◆ WHAT IS BEING ASKED ◆
Exact copies of all the lines below are needed, without the pictures.

Start of Block

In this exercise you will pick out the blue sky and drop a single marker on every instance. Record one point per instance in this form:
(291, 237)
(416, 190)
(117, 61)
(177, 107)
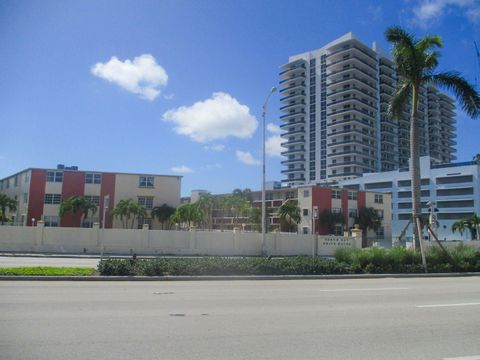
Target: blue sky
(176, 87)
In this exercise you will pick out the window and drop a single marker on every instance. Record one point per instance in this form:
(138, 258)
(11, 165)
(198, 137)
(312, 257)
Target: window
(88, 223)
(380, 233)
(145, 181)
(352, 213)
(378, 199)
(93, 198)
(93, 178)
(146, 201)
(52, 221)
(53, 199)
(380, 214)
(338, 230)
(54, 176)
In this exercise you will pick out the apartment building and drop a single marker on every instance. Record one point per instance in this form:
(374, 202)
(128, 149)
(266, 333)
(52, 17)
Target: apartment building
(312, 201)
(39, 193)
(453, 188)
(335, 122)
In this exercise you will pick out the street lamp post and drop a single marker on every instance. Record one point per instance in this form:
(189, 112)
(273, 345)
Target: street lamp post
(264, 108)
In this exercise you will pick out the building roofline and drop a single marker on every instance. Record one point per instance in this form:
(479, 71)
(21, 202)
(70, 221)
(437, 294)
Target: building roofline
(89, 171)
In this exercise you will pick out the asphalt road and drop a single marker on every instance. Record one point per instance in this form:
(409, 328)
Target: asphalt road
(17, 261)
(431, 318)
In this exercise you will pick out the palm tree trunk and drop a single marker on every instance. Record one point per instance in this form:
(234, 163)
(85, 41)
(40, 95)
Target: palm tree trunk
(415, 165)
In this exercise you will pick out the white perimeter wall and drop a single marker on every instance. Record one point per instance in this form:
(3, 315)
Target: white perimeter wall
(162, 242)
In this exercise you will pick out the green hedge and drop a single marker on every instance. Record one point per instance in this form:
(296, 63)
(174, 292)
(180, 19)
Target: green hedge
(347, 261)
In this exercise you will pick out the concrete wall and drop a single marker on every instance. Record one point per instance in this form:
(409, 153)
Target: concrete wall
(160, 242)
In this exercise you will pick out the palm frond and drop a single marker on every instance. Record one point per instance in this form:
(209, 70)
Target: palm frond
(466, 94)
(429, 42)
(399, 99)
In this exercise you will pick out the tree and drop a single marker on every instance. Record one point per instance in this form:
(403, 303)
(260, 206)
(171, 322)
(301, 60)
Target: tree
(162, 213)
(189, 214)
(330, 219)
(207, 203)
(6, 203)
(75, 204)
(289, 213)
(460, 226)
(129, 210)
(368, 219)
(416, 61)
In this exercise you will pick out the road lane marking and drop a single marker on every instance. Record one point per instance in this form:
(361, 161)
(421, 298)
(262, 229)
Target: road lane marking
(448, 305)
(360, 289)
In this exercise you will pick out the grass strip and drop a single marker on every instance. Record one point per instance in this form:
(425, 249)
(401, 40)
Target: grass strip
(47, 271)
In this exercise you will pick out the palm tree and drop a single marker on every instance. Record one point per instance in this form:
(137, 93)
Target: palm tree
(6, 203)
(289, 213)
(75, 204)
(368, 219)
(129, 210)
(207, 204)
(460, 226)
(330, 219)
(162, 213)
(416, 61)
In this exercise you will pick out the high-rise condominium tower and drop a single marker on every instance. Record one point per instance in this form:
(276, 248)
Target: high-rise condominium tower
(335, 122)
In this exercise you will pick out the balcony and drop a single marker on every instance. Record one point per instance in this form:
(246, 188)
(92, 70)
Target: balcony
(293, 78)
(293, 142)
(286, 116)
(291, 124)
(292, 171)
(293, 132)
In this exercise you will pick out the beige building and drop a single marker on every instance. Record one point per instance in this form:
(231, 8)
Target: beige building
(39, 193)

End of Block

◆ SOLUTION FOR THIS EXERCISE ◆
In this exercise you will pick out the blue sky and drop a single marker on every instance. Record one point per instance in this form:
(291, 237)
(416, 190)
(117, 61)
(177, 107)
Target: blue sky
(176, 87)
In this exercise you will pick out the window and drop a single marker on every instance. Record one point per instance in this form:
(138, 258)
(11, 165)
(198, 137)
(312, 257)
Target: window
(88, 223)
(380, 233)
(145, 181)
(352, 213)
(378, 199)
(93, 198)
(93, 178)
(146, 201)
(52, 221)
(53, 199)
(380, 214)
(338, 230)
(54, 176)
In this exercise you will pick out the apartment building and drop a single marker on every instance. Record one point per instance in this form:
(374, 202)
(128, 149)
(266, 333)
(52, 17)
Target: apartment building
(312, 201)
(39, 193)
(453, 188)
(335, 122)
In this exercise you will pick out the street lamp post and drop a single marker on every instance. Record one point per instance in this form:
(189, 112)
(273, 345)
Target: street lamp post
(264, 108)
In this exercise you will pick out the building roofline and drop a single marker on every instance. Record one point per instance in this form:
(479, 71)
(21, 202)
(70, 221)
(437, 294)
Target: building roofline
(89, 171)
In this exercise you will pick out the asphalt road and drop a single marker on every instance. Record one point per instance in this form:
(409, 328)
Target: asphalt road
(17, 261)
(431, 318)
In this exercise you will pick out the palm tree trunk and drop a single marker on every instance. Record one point per instance in this form:
(234, 163)
(85, 41)
(40, 95)
Target: palm tree trunk
(415, 165)
In this exercise you will pick out the white perimeter wall and drop a single marker on every instance. Record one point per instance in this form:
(3, 315)
Target: white perimeter wall
(162, 242)
In this exercise you will pick out the green hedge and drop a single marker on every instance. Record one point per instance in this form:
(296, 63)
(174, 292)
(180, 19)
Target: green hedge
(347, 261)
In this exercise you will pick out the concrete wall and drop a single marker on every instance. Record one point per instance in this form:
(409, 153)
Target: concrete wall
(160, 242)
In this exercise you will pick out the palm frond and drop a single marker on every instance. Record one point per instance in this form:
(209, 70)
Target: palm frond
(466, 94)
(429, 42)
(399, 99)
In this exercise you will pick out the tree and drop a single marker on every instance. Record one point per instance in this form:
(403, 303)
(260, 206)
(171, 322)
(301, 60)
Target: tree
(162, 213)
(189, 214)
(330, 219)
(207, 203)
(6, 203)
(75, 204)
(289, 213)
(460, 226)
(129, 210)
(368, 219)
(416, 61)
In this exercise you will pick out the road lane marking and drop a single marker on every instance. Record one point per instance in this form:
(361, 161)
(421, 298)
(262, 229)
Target: road lane marking
(448, 305)
(360, 289)
In this exercise you will pick out the grass strip and drop a single marker on every instance. Record one point per instance in this form:
(425, 249)
(401, 40)
Target: grass strip
(47, 271)
In this exercise you will pick out the palm tree and drop a single marker on every instance. Record one point per instance in this form:
(137, 93)
Target: palm tree
(6, 203)
(289, 213)
(75, 204)
(368, 219)
(129, 210)
(207, 204)
(460, 226)
(330, 219)
(162, 213)
(416, 61)
In this exercise you will pick out the high-rise condominium tower and drop a single marker on every instance. Record one point per instance in this form:
(276, 248)
Target: high-rise condominium tower
(335, 122)
In this exercise you will pick out the balcony and drop a single marker on every instance. Record one point per instance in this form:
(246, 188)
(92, 70)
Target: balcony
(293, 78)
(293, 142)
(286, 116)
(291, 124)
(292, 171)
(293, 132)
In this exercise you will pick out the beige building and drop a single marker on every instance. Record one point per instance in this form:
(231, 8)
Target: beige building
(39, 193)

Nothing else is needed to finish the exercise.